A.L. Taylor, in International Encyclopedia of Public Health, 2008

The Nature and Sources of International Law

Understanding the implications of recent developments in international health law, including those for domestic public health policy, requires some appreciation of the nature of international law and the international political system. Since the end of the Thirty Years War in 1648, the global political system has principally involved the interactions of sovereign states. Consequently, the elaboration of international law has focused on the establishment of consensual rules concerning the status of states and their fundamental rights and obligations as well as commitments. International law, therefore, is primarily focused on the interactions of sovereign states and can broadly be defined as the rules that govern the conduct and relations of states.

International law is traditionally understood as consisting of two core realms: Public international law and private international law. While public international law is primarily concerned with the relations of states, private international law focuses on the law of private transactions of individuals and corporations. The traditional distinction between public and private international law persists even though it is not fully accurate. For example, much of private international law concerns the transactions of public entities. In addition, while states are the primary subjects of public international law, they are not the only subjects. International organizations and, through the development of international human rights law, individuals, as discussed above, are now considered subjects of public international law.

SET OF TASKS:
- A) In the passage on international law, copy the stretch from "Understanding the implications" through "relations of states.", changing "sovereign states" to "independent states".
- B) Answer these questions from the passage on international law:
(i) In what year did the Thirty Years War end?
(ii) What two core realms is international law traditionally understood to consist of?
(iii) Besides states, which two kinds of subjects are now considered subjects of public international law?

EXCERPTED RECORDS:
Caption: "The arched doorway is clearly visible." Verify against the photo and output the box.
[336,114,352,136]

* * *

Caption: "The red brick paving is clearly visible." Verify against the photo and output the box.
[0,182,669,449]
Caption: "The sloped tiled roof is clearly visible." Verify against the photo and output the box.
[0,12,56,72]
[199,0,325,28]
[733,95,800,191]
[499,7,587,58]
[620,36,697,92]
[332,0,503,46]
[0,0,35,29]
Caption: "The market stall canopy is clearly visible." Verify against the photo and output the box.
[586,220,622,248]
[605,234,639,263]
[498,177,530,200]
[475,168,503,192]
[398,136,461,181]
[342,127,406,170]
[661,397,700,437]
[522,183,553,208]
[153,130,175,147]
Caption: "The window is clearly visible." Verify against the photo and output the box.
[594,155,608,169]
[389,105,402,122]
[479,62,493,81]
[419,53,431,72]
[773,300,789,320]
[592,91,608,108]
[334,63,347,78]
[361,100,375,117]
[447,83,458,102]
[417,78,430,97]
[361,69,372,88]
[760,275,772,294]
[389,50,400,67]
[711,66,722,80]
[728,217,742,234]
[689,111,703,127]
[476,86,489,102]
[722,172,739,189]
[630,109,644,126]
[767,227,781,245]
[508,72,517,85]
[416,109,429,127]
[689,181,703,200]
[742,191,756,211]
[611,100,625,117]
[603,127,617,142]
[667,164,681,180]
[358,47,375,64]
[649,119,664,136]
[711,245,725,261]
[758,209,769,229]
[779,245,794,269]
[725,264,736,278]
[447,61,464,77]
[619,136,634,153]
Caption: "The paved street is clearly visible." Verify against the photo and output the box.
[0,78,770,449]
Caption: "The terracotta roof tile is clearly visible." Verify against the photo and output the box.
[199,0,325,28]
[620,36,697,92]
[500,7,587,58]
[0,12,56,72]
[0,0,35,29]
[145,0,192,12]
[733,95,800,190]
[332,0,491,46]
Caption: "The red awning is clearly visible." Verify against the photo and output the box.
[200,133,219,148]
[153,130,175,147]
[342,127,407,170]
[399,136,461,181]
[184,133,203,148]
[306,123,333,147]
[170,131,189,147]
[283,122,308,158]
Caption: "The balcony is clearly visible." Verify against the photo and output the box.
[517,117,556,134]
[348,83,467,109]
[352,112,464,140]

EXERCISE ANSWERS:
- A)
Understanding the implications of recent developments in international health law, including those for domestic public health policy, requires some appreciation of the nature of international law and the international political system. Since the end of the Thirty Years War in 1648, the global political system has principally involved the interactions of independent states. Consequently, the elaboration of international law has focused on the establishment of consensual rules concerning the status of states and their fundamental rights and obligations as well as commitments. International law, therefore, is primarily focused on the interactions of independent states and can broadly be defined as the rules that govern the conduct and relations of states.

- B)
(i) 1648
(ii) Public international law and private international law
(iii) International organizations and individuals